:: Supplied text ::
━━━━━━━━━━━━━━━━━━━━━━━━━━━━━━
Depending on who you ask, the sight of e-scooters zipping up and down the streets of Melbourne’s CBD is a cause for celebration or dismay.
Loved by some as a fun way to get about a modern, growing city — seen by others as too fast and dangerous.
But after an at-times controversial trial, Melbourne Lord Mayor Sally Capp believes they’re here to stay.
“I absolutely love it,” she said.
“I think these past 12 months have shown how embedded the usage of e-scooters are in Melbourne.”
Last year, the inner-city councils for Melbourne, Yarra and Port Phillip and the regional city of Ballarat started an e-scooter trial with the Victorian government that was originally slated to end in February.
Melbourne Lord Mayor Sally Capp says e-scooters are helping drive economic activity in the CBD.(ABC News: Iskhandar Razak)
It’s now been extended until the end of March, so the Department of Transport and other agencies can collate and finalize data.
But the figures so far show it’s been popular, with the RACV counting 2.8 million e-scooter rides over that period.
━━━━━━━━━━━━━━━━━━━━━━━━━━━━━━
(Image point annotation entries)
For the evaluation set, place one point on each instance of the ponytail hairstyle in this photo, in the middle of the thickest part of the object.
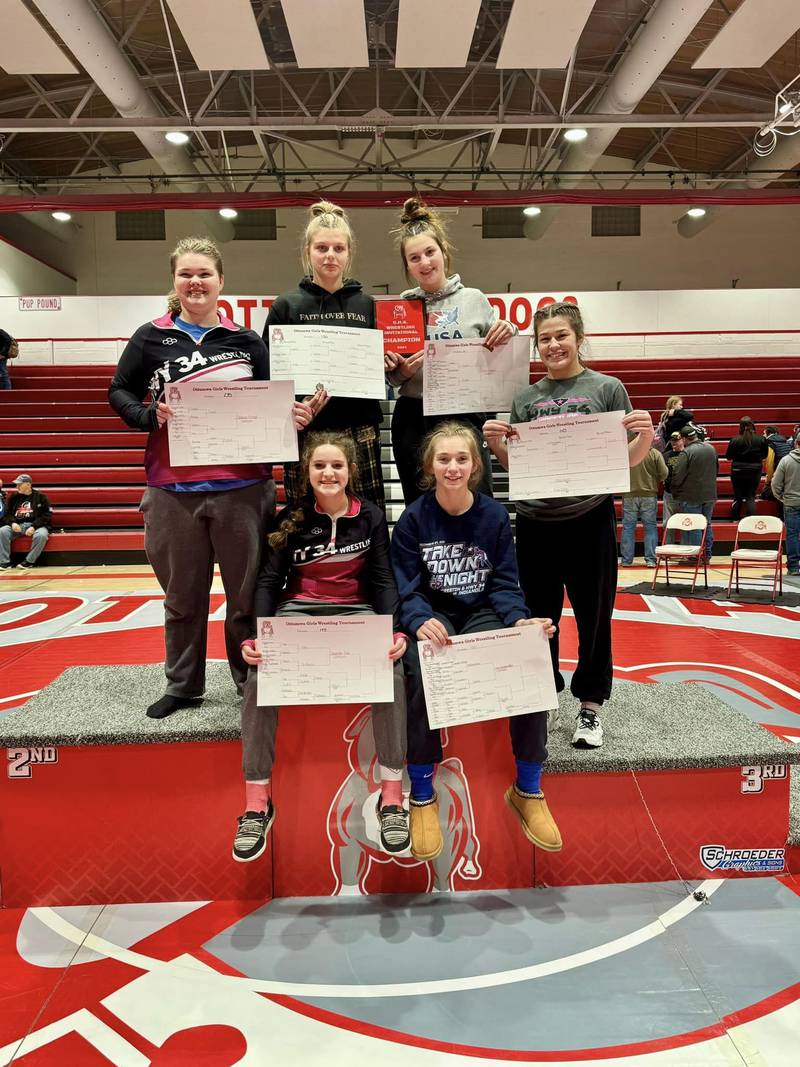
(561, 309)
(450, 429)
(292, 520)
(671, 401)
(418, 219)
(323, 215)
(193, 245)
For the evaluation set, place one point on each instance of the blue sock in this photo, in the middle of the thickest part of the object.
(421, 781)
(528, 776)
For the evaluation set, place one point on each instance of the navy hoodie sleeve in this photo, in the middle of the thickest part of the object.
(385, 600)
(130, 384)
(505, 593)
(415, 608)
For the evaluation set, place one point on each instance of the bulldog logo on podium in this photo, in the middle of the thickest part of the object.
(352, 821)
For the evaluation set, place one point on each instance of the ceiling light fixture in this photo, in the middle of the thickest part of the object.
(786, 121)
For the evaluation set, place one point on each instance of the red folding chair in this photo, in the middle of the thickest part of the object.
(758, 558)
(683, 556)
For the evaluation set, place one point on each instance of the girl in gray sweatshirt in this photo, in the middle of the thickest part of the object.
(452, 312)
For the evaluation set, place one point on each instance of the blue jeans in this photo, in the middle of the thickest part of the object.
(635, 509)
(36, 542)
(792, 518)
(693, 537)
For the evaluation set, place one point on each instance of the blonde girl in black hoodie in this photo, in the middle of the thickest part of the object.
(329, 296)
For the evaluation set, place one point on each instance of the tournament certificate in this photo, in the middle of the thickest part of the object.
(402, 323)
(335, 659)
(463, 376)
(569, 456)
(489, 675)
(230, 423)
(346, 360)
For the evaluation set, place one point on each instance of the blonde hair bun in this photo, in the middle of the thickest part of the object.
(325, 207)
(415, 210)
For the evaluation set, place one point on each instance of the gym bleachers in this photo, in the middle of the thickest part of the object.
(57, 426)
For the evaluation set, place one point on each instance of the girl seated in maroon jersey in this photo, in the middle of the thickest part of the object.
(313, 568)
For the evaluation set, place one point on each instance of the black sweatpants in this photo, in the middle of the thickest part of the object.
(578, 555)
(409, 430)
(528, 732)
(745, 480)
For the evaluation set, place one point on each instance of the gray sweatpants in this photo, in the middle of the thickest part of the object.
(184, 535)
(259, 725)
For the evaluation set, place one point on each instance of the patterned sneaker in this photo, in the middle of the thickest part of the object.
(394, 822)
(251, 834)
(588, 730)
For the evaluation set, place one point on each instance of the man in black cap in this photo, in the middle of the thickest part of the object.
(693, 482)
(673, 450)
(28, 515)
(9, 350)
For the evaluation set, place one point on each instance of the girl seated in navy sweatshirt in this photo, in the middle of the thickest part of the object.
(329, 556)
(450, 522)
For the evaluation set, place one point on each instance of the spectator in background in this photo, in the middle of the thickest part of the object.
(747, 451)
(779, 446)
(27, 514)
(694, 483)
(641, 504)
(674, 448)
(9, 350)
(786, 489)
(673, 419)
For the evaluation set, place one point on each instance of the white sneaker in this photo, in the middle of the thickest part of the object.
(588, 730)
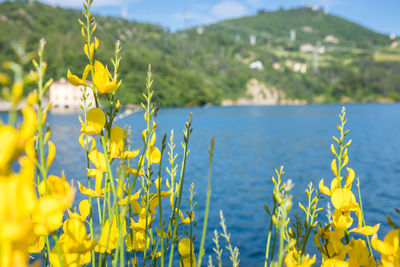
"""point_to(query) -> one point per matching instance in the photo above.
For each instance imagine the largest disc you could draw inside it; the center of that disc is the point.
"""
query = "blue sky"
(379, 15)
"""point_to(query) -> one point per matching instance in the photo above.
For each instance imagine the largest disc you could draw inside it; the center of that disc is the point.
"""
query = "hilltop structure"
(66, 97)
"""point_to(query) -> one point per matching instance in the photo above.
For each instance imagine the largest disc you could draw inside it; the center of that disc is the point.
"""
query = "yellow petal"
(380, 246)
(84, 208)
(51, 154)
(334, 167)
(73, 79)
(343, 199)
(86, 72)
(155, 155)
(349, 178)
(89, 192)
(117, 136)
(130, 154)
(96, 119)
(184, 247)
(324, 189)
(28, 127)
(90, 140)
(366, 230)
(8, 143)
(99, 160)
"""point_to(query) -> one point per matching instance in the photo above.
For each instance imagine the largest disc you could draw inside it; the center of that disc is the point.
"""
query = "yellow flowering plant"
(121, 219)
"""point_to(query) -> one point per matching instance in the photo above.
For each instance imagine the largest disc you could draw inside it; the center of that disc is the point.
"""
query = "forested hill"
(310, 26)
(302, 54)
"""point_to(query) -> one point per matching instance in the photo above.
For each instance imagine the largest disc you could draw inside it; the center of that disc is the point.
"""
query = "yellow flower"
(17, 203)
(102, 79)
(117, 135)
(359, 254)
(334, 263)
(111, 234)
(389, 248)
(75, 238)
(293, 255)
(343, 199)
(75, 80)
(95, 121)
(56, 196)
(8, 143)
(186, 251)
(48, 216)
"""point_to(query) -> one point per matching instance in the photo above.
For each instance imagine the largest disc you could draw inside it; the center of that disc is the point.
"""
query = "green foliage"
(199, 69)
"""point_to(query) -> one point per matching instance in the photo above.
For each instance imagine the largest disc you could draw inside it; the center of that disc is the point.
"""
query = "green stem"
(203, 236)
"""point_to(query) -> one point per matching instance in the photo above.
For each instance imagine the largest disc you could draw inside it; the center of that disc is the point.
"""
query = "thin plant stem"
(203, 236)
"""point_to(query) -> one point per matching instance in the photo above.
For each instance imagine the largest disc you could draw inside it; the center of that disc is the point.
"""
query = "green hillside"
(310, 26)
(211, 64)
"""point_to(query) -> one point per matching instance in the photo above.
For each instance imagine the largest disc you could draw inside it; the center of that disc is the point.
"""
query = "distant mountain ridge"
(340, 60)
(310, 26)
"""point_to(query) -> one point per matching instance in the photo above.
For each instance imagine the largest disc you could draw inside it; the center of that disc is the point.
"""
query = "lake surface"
(251, 142)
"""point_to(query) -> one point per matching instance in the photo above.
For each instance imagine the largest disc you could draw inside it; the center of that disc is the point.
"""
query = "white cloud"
(228, 9)
(256, 3)
(79, 3)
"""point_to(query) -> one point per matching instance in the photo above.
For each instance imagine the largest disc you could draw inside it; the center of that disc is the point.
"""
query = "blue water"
(253, 141)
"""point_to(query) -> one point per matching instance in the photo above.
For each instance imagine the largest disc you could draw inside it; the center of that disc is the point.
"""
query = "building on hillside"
(331, 39)
(66, 97)
(307, 29)
(256, 65)
(305, 48)
(309, 48)
(252, 39)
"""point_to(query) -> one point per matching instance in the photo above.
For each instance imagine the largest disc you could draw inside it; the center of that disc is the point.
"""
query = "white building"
(306, 48)
(331, 39)
(66, 97)
(252, 39)
(256, 65)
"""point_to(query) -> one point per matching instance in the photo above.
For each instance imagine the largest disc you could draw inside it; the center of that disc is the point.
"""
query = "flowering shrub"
(125, 190)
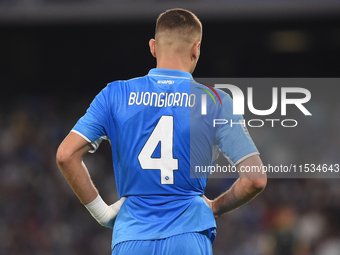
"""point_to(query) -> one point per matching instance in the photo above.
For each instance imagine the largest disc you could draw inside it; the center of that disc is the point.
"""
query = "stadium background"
(56, 55)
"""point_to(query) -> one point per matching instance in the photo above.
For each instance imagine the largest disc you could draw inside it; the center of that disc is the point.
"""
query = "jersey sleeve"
(93, 125)
(232, 137)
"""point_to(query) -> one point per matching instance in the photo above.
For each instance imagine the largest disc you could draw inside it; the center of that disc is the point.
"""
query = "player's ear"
(195, 51)
(152, 44)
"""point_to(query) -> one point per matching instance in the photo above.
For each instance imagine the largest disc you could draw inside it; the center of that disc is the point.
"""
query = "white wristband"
(103, 213)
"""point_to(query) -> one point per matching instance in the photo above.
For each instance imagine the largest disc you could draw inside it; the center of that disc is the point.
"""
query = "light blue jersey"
(160, 131)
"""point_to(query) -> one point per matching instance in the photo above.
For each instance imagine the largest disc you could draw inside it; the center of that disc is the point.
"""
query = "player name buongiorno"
(162, 99)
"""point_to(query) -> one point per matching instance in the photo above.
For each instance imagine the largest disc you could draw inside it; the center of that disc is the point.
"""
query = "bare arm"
(69, 160)
(242, 191)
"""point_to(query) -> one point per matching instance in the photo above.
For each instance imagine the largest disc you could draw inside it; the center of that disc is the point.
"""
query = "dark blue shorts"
(183, 244)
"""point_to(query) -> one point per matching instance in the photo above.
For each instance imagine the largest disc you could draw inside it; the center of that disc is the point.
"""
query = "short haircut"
(180, 22)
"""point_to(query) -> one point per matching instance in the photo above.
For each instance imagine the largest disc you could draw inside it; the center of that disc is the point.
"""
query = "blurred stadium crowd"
(49, 75)
(39, 214)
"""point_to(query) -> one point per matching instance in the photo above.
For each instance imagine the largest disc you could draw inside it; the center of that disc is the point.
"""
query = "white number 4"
━━━━━━━━━━━━━━━━━━━━━━━━━━━━━━
:: Goals ::
(a) Based on the e-scooter article, say whether each statement agrees with it, answering yes or no and quoting the words that decide it: (i) Sally Capp believes e-scooters are here to stay; (ii) the trial was originally slated to end in March; (iii) the RACV counted 2.8 million e-scooter rides over the trial period.
(b) Rewrite the part of the e-scooter article starting with "Loved by some" and going on through "end in February.", renaming "e-scooters" as "electric scooters".
Nothing in the lines above is needed.

:: Written answers ::
(a)
(i) Yes: "Melbourne Lord Mayor Sally Capp believes they’re here to stay."
(ii) No: "originally slated to end in February"
(iii) Yes: "with the RACV counting 2.8 million e-scooter rides over that period"

(b)
Loved by some as a fun way to get about a modern, growing city — seen by others as too fast and dangerous.
But after an at-times controversial trial, Melbourne Lord Mayor Sally Capp believes they’re here to stay.
“I absolutely love it,” she said.
“I think these past 12 months have shown how embedded the usage of electric scooters are in Melbourne.”
Last year, the inner-city councils for Melbourne, Yarra and Port Phillip and the regional city of Ballarat started an e-scooter trial with the Victorian government that was originally slated to end in February.